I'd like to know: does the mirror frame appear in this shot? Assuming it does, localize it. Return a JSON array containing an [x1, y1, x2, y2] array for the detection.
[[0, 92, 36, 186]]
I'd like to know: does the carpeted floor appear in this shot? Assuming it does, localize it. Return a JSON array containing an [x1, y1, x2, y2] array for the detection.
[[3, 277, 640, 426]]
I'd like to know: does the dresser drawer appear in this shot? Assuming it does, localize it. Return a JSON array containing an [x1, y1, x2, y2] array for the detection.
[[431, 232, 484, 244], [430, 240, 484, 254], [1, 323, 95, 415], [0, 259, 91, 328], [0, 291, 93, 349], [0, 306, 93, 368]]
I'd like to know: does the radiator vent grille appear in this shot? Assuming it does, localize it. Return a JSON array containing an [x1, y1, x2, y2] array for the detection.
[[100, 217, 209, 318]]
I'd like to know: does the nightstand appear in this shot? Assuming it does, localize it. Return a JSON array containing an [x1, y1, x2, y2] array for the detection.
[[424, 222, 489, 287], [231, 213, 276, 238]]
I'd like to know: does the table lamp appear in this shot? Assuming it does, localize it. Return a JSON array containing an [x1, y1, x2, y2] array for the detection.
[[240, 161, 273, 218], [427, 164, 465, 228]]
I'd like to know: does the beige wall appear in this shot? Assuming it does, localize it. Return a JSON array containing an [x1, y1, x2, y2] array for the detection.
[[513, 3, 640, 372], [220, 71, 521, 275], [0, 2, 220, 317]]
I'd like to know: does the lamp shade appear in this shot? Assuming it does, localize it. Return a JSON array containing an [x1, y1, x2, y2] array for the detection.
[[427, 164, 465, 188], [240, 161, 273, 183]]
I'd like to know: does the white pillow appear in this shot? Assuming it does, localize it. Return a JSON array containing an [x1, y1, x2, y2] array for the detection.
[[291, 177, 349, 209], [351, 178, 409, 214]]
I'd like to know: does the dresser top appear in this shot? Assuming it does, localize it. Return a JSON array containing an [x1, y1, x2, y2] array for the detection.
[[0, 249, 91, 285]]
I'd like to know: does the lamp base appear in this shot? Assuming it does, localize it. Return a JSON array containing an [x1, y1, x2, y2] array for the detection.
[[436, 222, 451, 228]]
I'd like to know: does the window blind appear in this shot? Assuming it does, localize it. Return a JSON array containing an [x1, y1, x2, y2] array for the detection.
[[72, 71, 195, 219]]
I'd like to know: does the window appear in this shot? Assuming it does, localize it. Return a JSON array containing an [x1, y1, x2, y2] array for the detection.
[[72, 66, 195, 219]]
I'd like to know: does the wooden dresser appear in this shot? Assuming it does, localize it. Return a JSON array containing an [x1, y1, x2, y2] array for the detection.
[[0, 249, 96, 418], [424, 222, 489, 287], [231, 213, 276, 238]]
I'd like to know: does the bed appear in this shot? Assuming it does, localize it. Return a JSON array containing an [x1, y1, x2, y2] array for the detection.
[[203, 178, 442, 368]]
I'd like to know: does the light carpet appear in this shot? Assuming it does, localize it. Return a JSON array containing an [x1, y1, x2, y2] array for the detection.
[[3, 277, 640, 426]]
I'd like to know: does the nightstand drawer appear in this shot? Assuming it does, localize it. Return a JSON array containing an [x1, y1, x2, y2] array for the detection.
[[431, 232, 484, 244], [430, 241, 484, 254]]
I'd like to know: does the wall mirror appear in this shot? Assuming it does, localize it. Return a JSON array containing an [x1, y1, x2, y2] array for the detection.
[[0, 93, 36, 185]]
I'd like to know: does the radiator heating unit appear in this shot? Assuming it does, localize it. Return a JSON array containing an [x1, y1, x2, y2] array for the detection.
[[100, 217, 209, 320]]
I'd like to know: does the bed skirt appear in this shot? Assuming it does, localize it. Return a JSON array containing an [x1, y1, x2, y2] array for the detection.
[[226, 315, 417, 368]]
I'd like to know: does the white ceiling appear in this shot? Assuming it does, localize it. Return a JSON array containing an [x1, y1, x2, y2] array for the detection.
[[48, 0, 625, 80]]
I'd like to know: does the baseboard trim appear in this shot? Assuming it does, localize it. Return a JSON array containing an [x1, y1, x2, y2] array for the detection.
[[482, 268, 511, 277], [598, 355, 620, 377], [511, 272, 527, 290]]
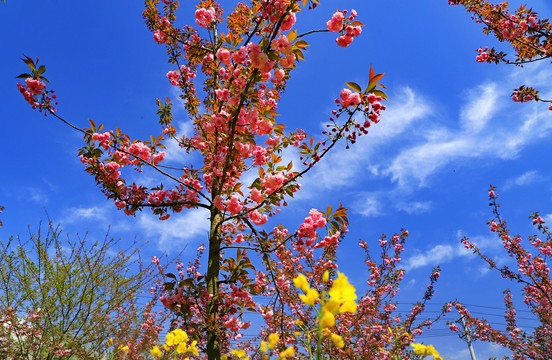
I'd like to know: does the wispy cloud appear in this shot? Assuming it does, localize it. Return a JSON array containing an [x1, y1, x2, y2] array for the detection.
[[61, 204, 112, 224], [138, 209, 209, 253], [503, 170, 542, 190], [405, 244, 470, 271], [306, 63, 552, 195]]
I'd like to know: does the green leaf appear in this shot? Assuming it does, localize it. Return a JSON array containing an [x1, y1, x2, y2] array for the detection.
[[345, 82, 362, 92]]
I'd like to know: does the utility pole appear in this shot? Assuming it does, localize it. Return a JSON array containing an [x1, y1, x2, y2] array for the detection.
[[456, 315, 476, 360]]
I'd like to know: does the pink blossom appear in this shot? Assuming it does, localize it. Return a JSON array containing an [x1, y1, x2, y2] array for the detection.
[[335, 35, 353, 47], [263, 173, 286, 195], [217, 49, 232, 66], [249, 210, 268, 225], [326, 11, 345, 32], [153, 30, 166, 44], [280, 12, 297, 31], [226, 195, 243, 215], [278, 53, 296, 68], [195, 7, 216, 27], [270, 35, 293, 56], [250, 188, 264, 204], [253, 146, 268, 165], [25, 78, 46, 95]]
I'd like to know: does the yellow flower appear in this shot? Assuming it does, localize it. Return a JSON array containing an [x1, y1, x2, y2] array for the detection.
[[150, 346, 163, 358], [280, 346, 295, 359], [166, 329, 188, 346], [230, 349, 247, 359], [176, 342, 188, 354], [410, 344, 442, 360], [186, 340, 199, 355], [328, 271, 357, 313], [299, 289, 319, 306], [320, 309, 335, 329], [293, 274, 310, 293], [261, 340, 266, 352], [330, 334, 345, 349], [339, 300, 357, 314], [322, 300, 340, 314], [268, 334, 280, 350]]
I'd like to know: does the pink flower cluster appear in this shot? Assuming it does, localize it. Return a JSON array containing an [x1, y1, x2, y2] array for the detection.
[[92, 131, 111, 150], [339, 89, 361, 108], [475, 47, 489, 62], [167, 65, 196, 86], [17, 77, 57, 115], [195, 7, 217, 28], [313, 231, 341, 249], [297, 209, 326, 238], [263, 173, 287, 195], [326, 9, 362, 47], [25, 78, 46, 95]]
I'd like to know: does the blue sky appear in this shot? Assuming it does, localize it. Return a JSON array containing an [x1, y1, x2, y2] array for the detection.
[[0, 0, 552, 359]]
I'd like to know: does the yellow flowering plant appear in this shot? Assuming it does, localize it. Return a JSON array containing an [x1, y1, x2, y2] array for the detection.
[[292, 271, 357, 360]]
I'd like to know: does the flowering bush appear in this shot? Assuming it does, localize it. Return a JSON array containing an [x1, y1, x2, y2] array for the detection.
[[450, 187, 552, 359]]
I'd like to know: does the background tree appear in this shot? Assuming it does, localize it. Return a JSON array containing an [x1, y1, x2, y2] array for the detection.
[[449, 0, 552, 110], [18, 0, 385, 359], [0, 222, 162, 359], [450, 187, 552, 359]]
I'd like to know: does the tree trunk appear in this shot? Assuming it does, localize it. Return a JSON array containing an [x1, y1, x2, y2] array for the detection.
[[206, 206, 222, 360]]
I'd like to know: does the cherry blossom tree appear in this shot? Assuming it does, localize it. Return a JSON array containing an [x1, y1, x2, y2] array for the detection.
[[18, 0, 392, 359], [0, 222, 164, 360], [450, 187, 552, 360], [449, 0, 552, 110]]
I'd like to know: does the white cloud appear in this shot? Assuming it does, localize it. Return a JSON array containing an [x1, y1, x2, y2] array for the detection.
[[354, 194, 381, 216], [383, 76, 552, 187], [397, 201, 433, 215], [138, 209, 209, 253], [405, 244, 470, 271], [460, 83, 499, 133], [503, 170, 541, 190], [61, 204, 112, 224], [309, 87, 431, 189]]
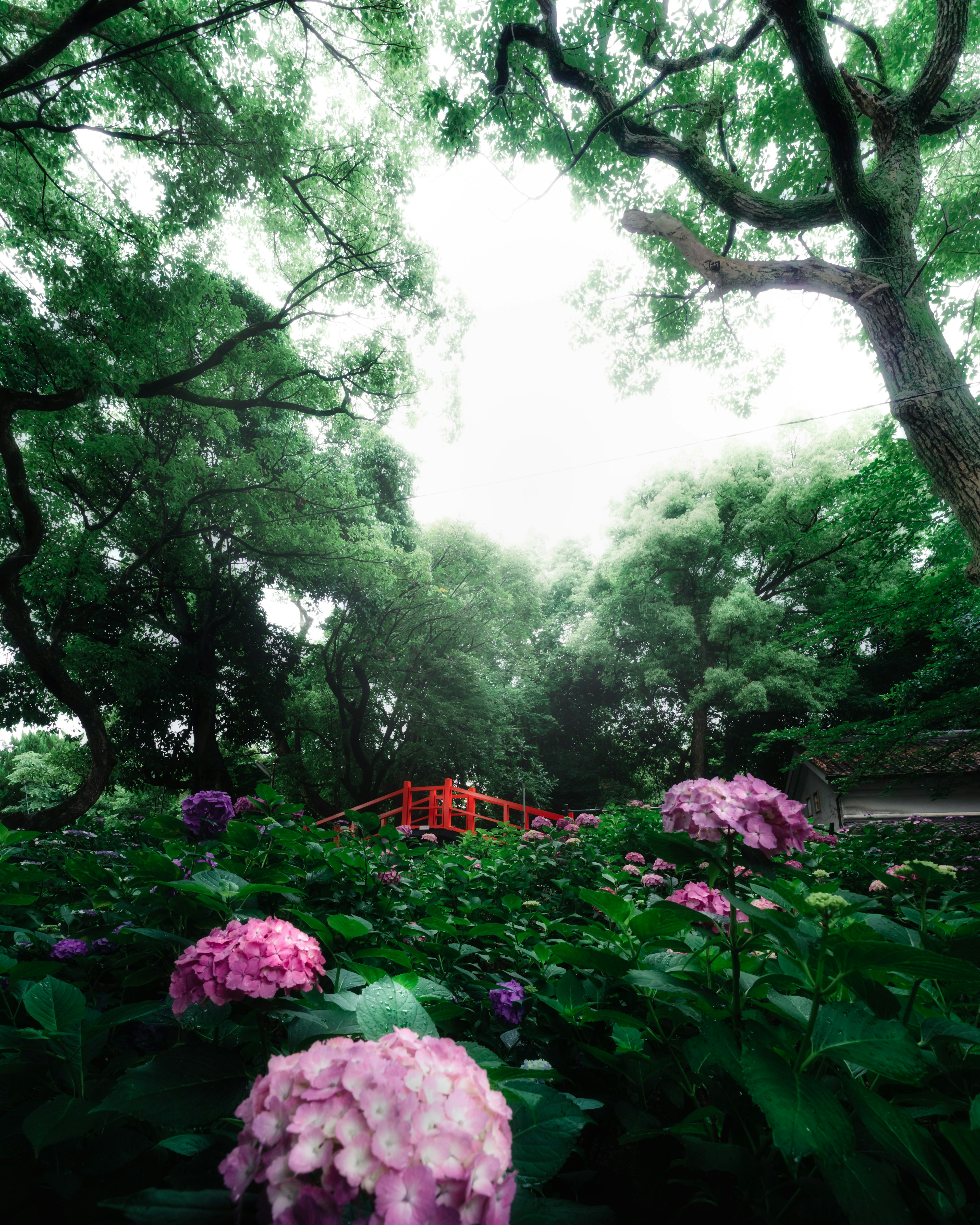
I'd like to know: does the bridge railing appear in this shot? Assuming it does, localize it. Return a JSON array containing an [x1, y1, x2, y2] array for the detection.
[[316, 778, 572, 833]]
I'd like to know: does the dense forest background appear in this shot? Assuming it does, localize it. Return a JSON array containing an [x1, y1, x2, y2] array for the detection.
[[0, 0, 980, 829], [0, 411, 980, 815]]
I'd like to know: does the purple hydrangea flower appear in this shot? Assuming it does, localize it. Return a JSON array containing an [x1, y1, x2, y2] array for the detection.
[[490, 979, 524, 1025], [52, 940, 88, 962], [180, 791, 235, 838]]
○ ○ ○
> _Set exercise_
Lay out the material from its first line up to and including the line with "[[100, 217, 209, 318]]" as a Markdown table. Use the columns Row and Line, give each line its own numbered row, and leave out blank lines.

> _Answer to this task_
| Row | Line |
|---|---|
| 1 | I'd like to know: does the mirror frame appear in this shot? Assuming it does, localize it. Return a JSON array containing an [x1, y1, x2, y2] array for the detection. |
| 2 | [[0, 92, 36, 186]] |
| 3 | I'd like to know: does the carpeted floor appear in this shot? Assuming it does, localize it. Return a JSON array containing an [x1, y1, x2, y2] array for the detection. |
| 4 | [[3, 277, 640, 426]] |
| 5 | I'd like to know: does the dresser drawer appear in this shot? Assuming it does, localize it. Return a JSON array containing an [x1, y1, x2, y2] array for the detection. |
| 6 | [[431, 232, 484, 244], [430, 240, 484, 254], [1, 323, 95, 415], [0, 259, 91, 328], [0, 291, 93, 349], [0, 306, 93, 368]] |
| 7 | I'd like to know: does the radiator vent grille appear in this shot? Assuming it does, localize it. Return a JSON array containing an [x1, y1, x2, y2] array for the detection. |
| 8 | [[100, 217, 209, 318]] |